WHAT IS EXPECTED:
Rewrite every line of the items below as a Markdown table with two columns, "Row" and "Line", numbering the rows and skipping any blank lines. Leave the pictures out of the table.
--- start THE DATA ---
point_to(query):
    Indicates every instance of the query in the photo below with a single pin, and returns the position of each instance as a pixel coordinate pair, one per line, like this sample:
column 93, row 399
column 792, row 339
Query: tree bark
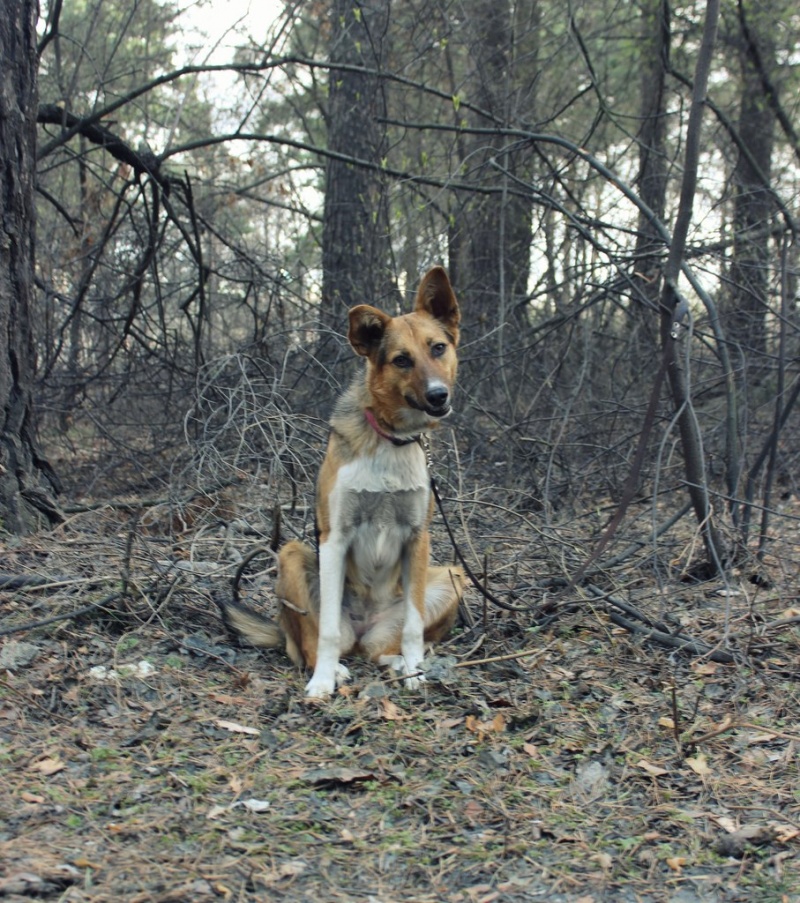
column 672, row 314
column 490, row 235
column 355, row 237
column 753, row 202
column 24, row 475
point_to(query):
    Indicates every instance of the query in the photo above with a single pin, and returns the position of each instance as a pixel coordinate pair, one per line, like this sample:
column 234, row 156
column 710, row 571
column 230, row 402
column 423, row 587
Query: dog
column 370, row 588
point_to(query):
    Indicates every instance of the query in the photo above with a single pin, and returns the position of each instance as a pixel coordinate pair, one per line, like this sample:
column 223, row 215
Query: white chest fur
column 377, row 504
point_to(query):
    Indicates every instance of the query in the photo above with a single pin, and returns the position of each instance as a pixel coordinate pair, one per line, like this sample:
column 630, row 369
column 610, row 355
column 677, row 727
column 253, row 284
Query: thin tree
column 26, row 480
--- end THE DATA ---
EXERCISE SOLUTION:
| Row | Line |
|---|---|
| 1 | point_to(query): |
| 2 |     Indicates every instance of the query in the photo below with a single pin, and returns the position of each instance as a pixel coordinate pair, one per line, like this sample: |
| 3 | column 93, row 399 |
| 4 | column 792, row 339 |
| 5 | Query: tree bark |
| 6 | column 672, row 314 |
| 7 | column 490, row 235 |
| 8 | column 355, row 237 |
| 9 | column 753, row 202 |
| 10 | column 24, row 475 |
| 11 | point_to(query): |
| 12 |     Indicates every instance of the query in the photo above with a single pin, and returns the position of each instance as a pixel coordinate pair, one per line, like this sample: |
| 13 | column 234, row 156 |
| 14 | column 710, row 571 |
| 15 | column 230, row 402 |
| 16 | column 423, row 587 |
| 17 | Query: dog |
| 18 | column 370, row 588 |
| 19 | point_to(query): |
| 20 |     Indicates every instance of the query in the photo above with a single pin, and returns the position of each instance as a pixel coordinate pair, one per line, like this sample: |
| 21 | column 223, row 215 |
| 22 | Query: white chest fur |
| 23 | column 377, row 504 |
| 24 | point_to(query): |
| 25 |     Indicates every instance of the query in the photo above with a single pin, and returns the position of each instance as a pixel coordinate pair, one per line, like this sample: |
| 26 | column 630, row 369 |
| 27 | column 610, row 355 |
| 28 | column 677, row 727 |
| 29 | column 253, row 284 |
| 30 | Query: thin tree |
| 31 | column 26, row 480 |